**INPUT ROWS**:

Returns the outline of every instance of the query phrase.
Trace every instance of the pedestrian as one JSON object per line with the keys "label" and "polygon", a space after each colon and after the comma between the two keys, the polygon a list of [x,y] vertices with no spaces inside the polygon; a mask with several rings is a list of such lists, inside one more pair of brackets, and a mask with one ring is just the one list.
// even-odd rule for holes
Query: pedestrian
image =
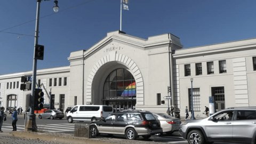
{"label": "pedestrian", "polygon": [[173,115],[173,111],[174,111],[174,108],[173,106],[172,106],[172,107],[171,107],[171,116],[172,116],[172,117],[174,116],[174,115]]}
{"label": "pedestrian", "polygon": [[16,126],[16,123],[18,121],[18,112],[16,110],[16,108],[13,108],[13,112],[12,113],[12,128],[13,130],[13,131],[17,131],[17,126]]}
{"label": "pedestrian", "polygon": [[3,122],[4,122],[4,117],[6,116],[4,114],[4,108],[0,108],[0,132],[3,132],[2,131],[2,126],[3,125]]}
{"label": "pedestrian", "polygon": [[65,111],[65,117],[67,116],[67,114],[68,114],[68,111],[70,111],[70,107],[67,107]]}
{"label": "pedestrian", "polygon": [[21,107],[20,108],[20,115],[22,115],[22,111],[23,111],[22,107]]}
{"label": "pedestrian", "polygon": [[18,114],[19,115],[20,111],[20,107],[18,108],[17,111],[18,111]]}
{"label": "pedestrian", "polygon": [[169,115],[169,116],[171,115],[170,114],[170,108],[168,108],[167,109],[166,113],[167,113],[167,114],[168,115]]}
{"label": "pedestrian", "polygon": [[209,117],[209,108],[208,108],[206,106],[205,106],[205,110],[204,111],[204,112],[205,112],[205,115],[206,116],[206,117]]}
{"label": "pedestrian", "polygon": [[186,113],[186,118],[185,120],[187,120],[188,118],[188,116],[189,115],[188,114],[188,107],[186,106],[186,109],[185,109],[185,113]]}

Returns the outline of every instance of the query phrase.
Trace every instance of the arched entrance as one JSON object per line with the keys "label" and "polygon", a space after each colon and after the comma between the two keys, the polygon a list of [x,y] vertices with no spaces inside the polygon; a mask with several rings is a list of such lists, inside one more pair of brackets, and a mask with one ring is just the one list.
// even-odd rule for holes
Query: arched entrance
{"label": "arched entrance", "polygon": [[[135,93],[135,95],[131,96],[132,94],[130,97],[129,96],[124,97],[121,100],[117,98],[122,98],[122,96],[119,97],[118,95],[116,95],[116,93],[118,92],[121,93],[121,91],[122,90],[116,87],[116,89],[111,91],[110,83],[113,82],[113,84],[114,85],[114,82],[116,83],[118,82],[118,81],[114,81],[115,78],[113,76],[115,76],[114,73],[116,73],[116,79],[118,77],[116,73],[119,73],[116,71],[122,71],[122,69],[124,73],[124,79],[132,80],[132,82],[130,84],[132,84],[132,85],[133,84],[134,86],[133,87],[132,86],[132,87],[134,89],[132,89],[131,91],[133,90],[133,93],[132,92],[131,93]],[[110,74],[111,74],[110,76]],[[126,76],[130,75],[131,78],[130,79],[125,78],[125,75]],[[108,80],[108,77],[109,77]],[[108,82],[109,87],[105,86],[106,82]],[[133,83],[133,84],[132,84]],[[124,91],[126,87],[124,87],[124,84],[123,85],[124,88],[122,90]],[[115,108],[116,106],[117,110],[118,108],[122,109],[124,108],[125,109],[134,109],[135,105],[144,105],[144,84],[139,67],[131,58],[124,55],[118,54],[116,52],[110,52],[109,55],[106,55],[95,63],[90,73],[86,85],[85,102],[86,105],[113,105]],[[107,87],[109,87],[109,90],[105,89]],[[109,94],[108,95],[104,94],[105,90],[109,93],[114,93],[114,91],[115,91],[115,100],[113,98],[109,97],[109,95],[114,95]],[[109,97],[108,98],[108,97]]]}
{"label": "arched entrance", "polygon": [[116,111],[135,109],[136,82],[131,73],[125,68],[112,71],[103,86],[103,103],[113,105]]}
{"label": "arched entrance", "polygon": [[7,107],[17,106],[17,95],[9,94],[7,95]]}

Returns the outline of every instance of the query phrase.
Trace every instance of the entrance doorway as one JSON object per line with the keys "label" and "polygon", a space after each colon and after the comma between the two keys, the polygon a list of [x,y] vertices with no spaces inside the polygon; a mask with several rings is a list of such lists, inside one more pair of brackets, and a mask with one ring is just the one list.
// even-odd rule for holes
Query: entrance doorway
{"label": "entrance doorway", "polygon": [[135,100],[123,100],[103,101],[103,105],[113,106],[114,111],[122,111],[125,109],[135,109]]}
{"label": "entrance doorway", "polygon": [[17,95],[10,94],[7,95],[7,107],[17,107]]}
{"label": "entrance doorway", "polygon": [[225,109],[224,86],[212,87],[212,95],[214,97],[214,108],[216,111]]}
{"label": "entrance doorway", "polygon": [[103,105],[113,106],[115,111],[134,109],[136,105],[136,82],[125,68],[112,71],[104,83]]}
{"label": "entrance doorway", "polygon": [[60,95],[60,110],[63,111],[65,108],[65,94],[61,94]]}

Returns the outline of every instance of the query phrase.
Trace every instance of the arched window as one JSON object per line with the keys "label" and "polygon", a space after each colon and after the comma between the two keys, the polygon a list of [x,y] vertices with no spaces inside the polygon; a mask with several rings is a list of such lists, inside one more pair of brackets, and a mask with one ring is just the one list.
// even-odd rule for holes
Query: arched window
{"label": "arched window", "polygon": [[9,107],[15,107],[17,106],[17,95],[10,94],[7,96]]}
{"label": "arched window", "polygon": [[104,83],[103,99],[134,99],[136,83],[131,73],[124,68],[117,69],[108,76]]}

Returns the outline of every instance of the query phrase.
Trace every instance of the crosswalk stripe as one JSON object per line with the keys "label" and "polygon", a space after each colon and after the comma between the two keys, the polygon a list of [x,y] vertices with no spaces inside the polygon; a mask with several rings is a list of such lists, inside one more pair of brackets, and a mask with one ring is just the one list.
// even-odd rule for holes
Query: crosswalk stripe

...

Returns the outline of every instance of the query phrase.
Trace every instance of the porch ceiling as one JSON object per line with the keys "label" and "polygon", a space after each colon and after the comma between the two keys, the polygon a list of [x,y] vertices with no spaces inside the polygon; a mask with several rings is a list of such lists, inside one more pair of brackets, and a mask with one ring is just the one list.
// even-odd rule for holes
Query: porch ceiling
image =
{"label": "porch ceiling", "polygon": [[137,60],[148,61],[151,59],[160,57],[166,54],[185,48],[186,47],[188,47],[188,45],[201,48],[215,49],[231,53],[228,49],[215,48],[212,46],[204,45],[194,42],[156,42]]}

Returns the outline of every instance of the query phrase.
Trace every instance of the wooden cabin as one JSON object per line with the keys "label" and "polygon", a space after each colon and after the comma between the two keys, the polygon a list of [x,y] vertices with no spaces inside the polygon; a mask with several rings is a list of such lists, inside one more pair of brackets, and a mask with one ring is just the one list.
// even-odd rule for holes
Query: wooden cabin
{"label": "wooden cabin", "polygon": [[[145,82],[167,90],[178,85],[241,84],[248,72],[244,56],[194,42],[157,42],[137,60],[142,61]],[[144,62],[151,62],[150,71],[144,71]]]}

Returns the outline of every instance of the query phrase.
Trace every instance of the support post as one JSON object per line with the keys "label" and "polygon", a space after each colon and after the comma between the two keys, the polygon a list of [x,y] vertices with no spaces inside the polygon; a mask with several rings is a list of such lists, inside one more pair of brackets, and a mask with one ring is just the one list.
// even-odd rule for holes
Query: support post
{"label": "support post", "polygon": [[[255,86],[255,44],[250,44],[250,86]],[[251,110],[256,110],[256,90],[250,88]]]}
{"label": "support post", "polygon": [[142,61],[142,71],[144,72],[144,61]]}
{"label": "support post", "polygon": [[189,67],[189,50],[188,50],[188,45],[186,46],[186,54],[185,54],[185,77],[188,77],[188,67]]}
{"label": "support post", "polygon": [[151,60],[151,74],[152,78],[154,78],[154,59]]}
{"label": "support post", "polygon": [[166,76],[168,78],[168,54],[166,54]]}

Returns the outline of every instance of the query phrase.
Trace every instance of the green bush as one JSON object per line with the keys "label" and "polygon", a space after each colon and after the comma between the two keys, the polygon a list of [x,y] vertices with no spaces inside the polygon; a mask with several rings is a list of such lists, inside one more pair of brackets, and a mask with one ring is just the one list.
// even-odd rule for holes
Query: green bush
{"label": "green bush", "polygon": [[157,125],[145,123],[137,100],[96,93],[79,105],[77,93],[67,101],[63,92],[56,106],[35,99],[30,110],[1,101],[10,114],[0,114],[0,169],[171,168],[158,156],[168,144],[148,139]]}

**THE REQUEST**: Please count the lines in the listing above that contain the word "cabin". Give only the number.

**FINAL RESULT**: 3